### LISTING
/---
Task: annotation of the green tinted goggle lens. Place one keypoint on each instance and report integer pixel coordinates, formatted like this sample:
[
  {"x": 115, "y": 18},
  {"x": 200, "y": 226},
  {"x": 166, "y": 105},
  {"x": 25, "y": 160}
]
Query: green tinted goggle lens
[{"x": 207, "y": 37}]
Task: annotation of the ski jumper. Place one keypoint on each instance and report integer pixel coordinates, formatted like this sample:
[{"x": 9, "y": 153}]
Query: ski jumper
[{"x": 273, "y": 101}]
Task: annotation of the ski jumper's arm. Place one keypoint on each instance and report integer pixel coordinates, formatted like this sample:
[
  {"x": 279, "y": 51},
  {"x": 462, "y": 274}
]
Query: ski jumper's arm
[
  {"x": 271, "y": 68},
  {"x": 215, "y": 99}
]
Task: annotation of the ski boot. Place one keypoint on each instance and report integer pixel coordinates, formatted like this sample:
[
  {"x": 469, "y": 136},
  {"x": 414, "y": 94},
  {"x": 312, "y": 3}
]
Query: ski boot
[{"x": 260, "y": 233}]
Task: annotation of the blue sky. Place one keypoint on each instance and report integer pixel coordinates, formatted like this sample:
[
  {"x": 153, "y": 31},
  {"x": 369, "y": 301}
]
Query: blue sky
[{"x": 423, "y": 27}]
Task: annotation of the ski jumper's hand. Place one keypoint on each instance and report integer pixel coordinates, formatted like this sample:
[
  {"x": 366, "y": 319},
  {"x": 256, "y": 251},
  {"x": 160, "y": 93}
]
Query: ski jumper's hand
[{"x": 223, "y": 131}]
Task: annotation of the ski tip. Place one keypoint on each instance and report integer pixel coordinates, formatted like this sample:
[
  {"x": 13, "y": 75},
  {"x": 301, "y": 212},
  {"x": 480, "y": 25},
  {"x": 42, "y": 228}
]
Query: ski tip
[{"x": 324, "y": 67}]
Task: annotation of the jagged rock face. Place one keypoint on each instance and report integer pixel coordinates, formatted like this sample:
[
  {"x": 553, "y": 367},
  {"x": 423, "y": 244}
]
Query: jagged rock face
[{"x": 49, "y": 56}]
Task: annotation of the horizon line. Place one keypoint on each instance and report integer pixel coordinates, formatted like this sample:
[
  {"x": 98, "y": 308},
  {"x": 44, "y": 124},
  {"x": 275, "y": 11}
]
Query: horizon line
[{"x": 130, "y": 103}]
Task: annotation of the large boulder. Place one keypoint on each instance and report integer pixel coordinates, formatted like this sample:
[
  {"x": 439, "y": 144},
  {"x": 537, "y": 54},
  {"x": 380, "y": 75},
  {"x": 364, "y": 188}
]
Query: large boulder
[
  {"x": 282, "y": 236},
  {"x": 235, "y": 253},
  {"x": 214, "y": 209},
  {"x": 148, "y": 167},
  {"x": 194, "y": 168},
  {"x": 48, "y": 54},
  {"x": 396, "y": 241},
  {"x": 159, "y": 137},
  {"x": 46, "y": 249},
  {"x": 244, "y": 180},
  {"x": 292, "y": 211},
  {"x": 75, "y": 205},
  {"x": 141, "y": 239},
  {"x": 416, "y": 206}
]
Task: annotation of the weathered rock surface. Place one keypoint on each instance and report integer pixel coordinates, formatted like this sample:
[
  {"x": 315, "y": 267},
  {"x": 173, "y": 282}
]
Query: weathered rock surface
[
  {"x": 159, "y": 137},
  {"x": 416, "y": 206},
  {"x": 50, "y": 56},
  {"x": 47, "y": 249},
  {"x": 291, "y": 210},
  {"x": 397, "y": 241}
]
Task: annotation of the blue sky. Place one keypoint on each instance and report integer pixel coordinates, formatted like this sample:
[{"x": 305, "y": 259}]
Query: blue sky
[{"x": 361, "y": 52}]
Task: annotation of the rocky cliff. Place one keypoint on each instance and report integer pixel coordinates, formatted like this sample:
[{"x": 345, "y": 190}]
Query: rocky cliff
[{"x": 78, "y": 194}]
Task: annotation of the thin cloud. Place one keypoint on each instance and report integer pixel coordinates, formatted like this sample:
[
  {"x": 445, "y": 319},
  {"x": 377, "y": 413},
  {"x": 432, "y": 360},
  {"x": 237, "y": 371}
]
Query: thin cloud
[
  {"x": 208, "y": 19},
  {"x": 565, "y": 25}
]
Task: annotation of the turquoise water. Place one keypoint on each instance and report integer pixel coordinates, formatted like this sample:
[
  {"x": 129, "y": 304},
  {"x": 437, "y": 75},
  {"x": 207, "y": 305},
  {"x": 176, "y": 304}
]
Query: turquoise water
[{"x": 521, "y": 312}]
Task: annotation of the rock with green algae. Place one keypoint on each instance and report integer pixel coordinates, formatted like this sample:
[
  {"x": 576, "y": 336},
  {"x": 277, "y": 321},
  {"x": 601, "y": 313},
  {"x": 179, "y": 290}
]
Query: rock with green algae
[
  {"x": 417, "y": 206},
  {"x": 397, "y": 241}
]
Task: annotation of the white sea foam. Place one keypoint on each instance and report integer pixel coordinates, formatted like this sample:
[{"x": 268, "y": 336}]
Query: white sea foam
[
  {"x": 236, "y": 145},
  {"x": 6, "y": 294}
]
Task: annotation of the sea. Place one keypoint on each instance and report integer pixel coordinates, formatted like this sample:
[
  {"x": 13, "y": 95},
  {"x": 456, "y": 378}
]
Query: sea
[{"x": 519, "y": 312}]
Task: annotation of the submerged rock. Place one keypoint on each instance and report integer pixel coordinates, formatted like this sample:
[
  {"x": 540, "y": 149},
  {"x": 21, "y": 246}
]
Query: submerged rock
\---
### DIRECTIONS FOR THIS TASK
Reproduce the data verbatim, starting with the line that contains "Task: annotation of the white" and going on through the last line of the data.

### PROBLEM SOLUTION
Task: annotation of the white sea foam. Place one keypoint on each instance and report integer pixel coordinates, formatted like this sample:
[{"x": 268, "y": 336}]
Query: white sea foam
[
  {"x": 236, "y": 145},
  {"x": 6, "y": 294}
]
Task: annotation of the sea. Place one keypoint on each instance and report integer pixel coordinates, formatted like this sample:
[
  {"x": 13, "y": 95},
  {"x": 456, "y": 378}
]
Query: sea
[{"x": 519, "y": 312}]
Task: annotation of the submerged rock. Place one keypoint on each instance and report integer pixel coordinates, formatted like this sample:
[
  {"x": 540, "y": 149},
  {"x": 21, "y": 246}
]
Query: submerged rock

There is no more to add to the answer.